▶ Texto proporcionado:
* * * * *
El Escaparate Más Tenebroso de París: Cuando la Morgue era un Espectáculo Público

 

 

Una Ventana a la Muerte a Orillas del Sena

 

En el corazón del París del siglo diecinueve, una de las atracciones más visitadas no era un museo de arte ni un palacio, sino un sombrío edificio gubernamental en la Île de la Cité, a pocos pasos de Notre Dame: la morgue de la ciudad. Detrás de un gran ventanal de cristal, en una sala fría e iluminada, se ofrecía un espectáculo tan fascinante como perturbador. Sobre mesas de mármol inclinadas, se exhibían los cuerpos de los desconocidos, los no identificados, esperando que un rostro familiar entre la multitud les devolviera su nombre.

El propósito oficial era puramente funcional. En una época sin huellas dactilares, pruebas de ADN o sistemas de identificación centralizados, el reconocimiento visual era a menudo la única herramienta para resolver el misterio de los fallecidos anónimos, muchos de ellos víctimas de crímenes o sacados de las aguas del Sena. Junto a cada cuerpo se colgaban sus ropas, un último vestigio de su identidad que podría ser la clave para que un familiar o amigo pusiera fin a una búsqueda angustiosa. La entrada era gratuita y abierta a todos, concebida como un servicio cívico esencial.
* * * * *
▶ Ejercicios:
(1) Transcribe del texto sobre la morgue de París el fragmento comprendido entre "Una Ventana a" y "devolviera su nombre.", ambos incluidos.
(2) Continúa el texto sobre la morgue de París a partir de su última oración.
Las entradas no tienen ningún papel en esto.
* * * * *
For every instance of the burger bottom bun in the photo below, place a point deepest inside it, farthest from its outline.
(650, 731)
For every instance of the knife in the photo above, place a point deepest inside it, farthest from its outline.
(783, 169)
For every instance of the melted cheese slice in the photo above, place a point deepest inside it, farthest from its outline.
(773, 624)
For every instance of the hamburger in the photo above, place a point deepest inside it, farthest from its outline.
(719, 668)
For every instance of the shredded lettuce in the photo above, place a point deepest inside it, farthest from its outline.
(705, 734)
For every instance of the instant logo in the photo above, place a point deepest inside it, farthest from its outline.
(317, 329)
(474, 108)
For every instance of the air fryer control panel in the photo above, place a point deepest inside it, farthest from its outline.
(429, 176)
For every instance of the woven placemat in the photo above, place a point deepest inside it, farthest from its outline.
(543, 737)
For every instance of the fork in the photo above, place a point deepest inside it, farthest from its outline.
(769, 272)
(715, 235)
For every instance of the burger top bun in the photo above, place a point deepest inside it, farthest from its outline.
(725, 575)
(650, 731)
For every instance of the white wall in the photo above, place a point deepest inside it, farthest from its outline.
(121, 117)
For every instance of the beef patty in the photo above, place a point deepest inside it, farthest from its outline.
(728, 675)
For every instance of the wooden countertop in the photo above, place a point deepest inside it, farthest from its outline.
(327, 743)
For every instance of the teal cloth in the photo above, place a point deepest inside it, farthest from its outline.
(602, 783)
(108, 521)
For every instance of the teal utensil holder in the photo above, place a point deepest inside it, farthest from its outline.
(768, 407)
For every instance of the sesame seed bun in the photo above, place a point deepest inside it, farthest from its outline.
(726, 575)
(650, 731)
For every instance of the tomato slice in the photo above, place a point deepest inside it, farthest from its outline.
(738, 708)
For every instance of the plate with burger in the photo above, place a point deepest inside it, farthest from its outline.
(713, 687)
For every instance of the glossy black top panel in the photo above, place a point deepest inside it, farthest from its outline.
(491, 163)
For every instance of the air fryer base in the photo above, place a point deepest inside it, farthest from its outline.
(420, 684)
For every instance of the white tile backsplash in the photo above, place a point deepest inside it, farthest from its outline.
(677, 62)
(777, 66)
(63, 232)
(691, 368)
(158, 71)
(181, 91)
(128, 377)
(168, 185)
* * * * *
▶ Soluciones:
(1)
Una Ventana a la Muerte a Orillas del Sena

 

En el corazón del París del siglo diecinueve, una de las atracciones más visitadas no era un museo de arte ni un palacio, sino un sombrío edificio gubernamental en la Île de la Cité, a pocos pasos de Notre Dame: la morgue de la ciudad. Detrás de un gran ventanal de cristal, en una sala fría e iluminada, se ofrecía un espectáculo tan fascinante como perturbador. Sobre mesas de mármol inclinadas, se exhibían los cuerpos de los desconocidos, los no identificados, esperando que un rostro familiar entre la multitud les devolviera su nombre.

(2)
 

El Teatro de lo Macabro

 

Sin embargo, lo que comenzó como un procedimiento administrativo se transformó rápidamente en un fenómeno social. La morgue se convirtió en uno de los entretenimientos más populares de París, un punto de encuentro para todas las clases sociales. Las multitudes se agolpaban a diario frente al cristal, en un ambiente que mezclaba el silencio respetuoso con el murmullo de la curiosidad. La prensa de la época no tardó en bautizarlo como «el teatro de la muerte».

Afuera, la escena era casi festiva. Vendedores ambulantes ofrecían dulces y postales del edificio. Dentro, el público era un mosaico de la condición humana. Estaban los que buscaban genuinamente a un ser querido, como el panadero que reconocía a su aprendiz desaparecido o la mujer que rompía a llorar al identificar el abrigo de su esposo. Pero junto a ellos, se codeaban los «voyeurs», atraídos por el morbo de contemplar la muerte de cerca; carteristas que aprovechaban la distracción de la multitud; jóvenes estudiantes de medicina y arte que tomaban apuntes sobre la anatomía humana; y turistas que buscaban una historia impactante que contar a su regreso.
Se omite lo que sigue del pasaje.